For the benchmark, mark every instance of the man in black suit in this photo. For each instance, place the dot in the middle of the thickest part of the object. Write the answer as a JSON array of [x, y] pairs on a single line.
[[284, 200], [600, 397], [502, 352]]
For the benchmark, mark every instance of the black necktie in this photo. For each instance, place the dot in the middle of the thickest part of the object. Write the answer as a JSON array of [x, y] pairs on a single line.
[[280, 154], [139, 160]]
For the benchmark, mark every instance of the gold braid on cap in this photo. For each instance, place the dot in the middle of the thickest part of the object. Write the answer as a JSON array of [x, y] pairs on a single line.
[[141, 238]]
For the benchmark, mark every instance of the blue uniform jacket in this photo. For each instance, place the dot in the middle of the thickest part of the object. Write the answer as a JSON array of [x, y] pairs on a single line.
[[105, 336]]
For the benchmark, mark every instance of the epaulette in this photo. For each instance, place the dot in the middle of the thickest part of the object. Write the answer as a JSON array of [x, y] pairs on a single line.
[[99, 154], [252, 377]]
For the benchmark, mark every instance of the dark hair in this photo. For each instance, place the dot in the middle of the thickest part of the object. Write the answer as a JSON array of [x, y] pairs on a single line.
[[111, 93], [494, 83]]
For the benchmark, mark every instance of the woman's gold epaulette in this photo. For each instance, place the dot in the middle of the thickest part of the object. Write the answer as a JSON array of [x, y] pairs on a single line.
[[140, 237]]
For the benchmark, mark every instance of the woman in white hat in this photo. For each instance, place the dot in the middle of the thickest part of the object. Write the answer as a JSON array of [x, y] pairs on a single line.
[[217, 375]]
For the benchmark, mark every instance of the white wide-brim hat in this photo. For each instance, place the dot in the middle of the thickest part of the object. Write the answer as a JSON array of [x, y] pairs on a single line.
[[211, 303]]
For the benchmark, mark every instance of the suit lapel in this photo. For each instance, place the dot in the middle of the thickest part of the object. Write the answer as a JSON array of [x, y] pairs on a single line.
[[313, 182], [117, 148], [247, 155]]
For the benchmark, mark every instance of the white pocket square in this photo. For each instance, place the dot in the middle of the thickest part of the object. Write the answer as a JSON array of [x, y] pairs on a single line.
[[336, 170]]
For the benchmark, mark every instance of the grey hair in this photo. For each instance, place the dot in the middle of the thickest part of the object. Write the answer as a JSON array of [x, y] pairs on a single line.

§ What to work on:
Can you recast every row above as a numbered list, leaving out blank lines?

§ Result below:
1. For the benchmark, mark every instance of the man in black suit in this photo. For each instance, place the dot in the middle of the thickest part of the object. Write the answer as a JSON array of [x, y] pairs on a single line.
2. [[284, 200], [600, 397], [502, 352]]
3. For the benchmark, mark every instance of the black necktie in this photo. For each instance, place the dot in the middle of the thickest part of the object. Write the answer as a JSON array of [x, y] pairs on a single line.
4. [[280, 154], [139, 160]]
5. For the benchmark, mark every instance of the gold braid on cap in this photo. For each instance, place the dot in the middle of the thickest part of the object. Write the answer as a JSON array of [x, y] pairs on a single line.
6. [[141, 238]]
7. For the benchmark, mark every instance of the blue uniform jacket in this photo. For each instance, place the dot in the middle of the thickest part of the object. Write the answer as a JSON array of [x, y] pairs on a single line.
8. [[105, 336]]
9. For the benchmark, mark every instance of the epaulette in this photo. For each instance, place the dot in the middle of the thickest part of the object. Write the answer as a JSON array of [x, y] pairs on a single line.
10. [[99, 154], [252, 377]]
11. For the benchmark, mark every instance of the dark hair in this photo. For each instance, place the dot in the middle of the thickest part of the object. Write the answer as a JSON array of [x, y] pairs on a single line.
12. [[111, 93], [494, 83]]
13. For the benchmark, mark every instance of the woman's gold epaulette in this photo. For each instance, place the dot in the middle of the thickest part of the object. Write the answer as a JSON array of [x, y] pairs on a single line.
14. [[140, 237]]
15. For the benchmark, mark every instance of the woman in white hat in this photo. For each instance, place the dot in the middle of the thickest part of the object. Write the answer as a JSON array of [x, y] pairs on a single line.
16. [[217, 375]]
17. For the benchmark, mark every instance of the white wide-brim hat in this photo. For each instance, place the dot in the middle of the thickest part of the object. Write the answer as a JSON array of [x, y] pairs on a single line.
18. [[211, 303]]
19. For the benchmark, mark every instance of the suit lapel in this photo. For each instance, place the dot in the middle of the thickest part of the object. Write the answer as a JSON array of [x, y] pairs on a single line.
20. [[313, 182], [117, 148], [247, 155]]
21. For the benchmark, mark every instance of the white pocket square in this photo. For each instance, place the dot in the middle of the thickest part of the object. Write the answer as a JSON array of [x, y] pairs on a single line.
22. [[336, 170]]
23. For the benchmark, mark every instance of the grey hair in this photo. For each instance, place the dot in the middle of the thickest part of the object. Write the answer as a JSON array of [x, y] pairs on a single line.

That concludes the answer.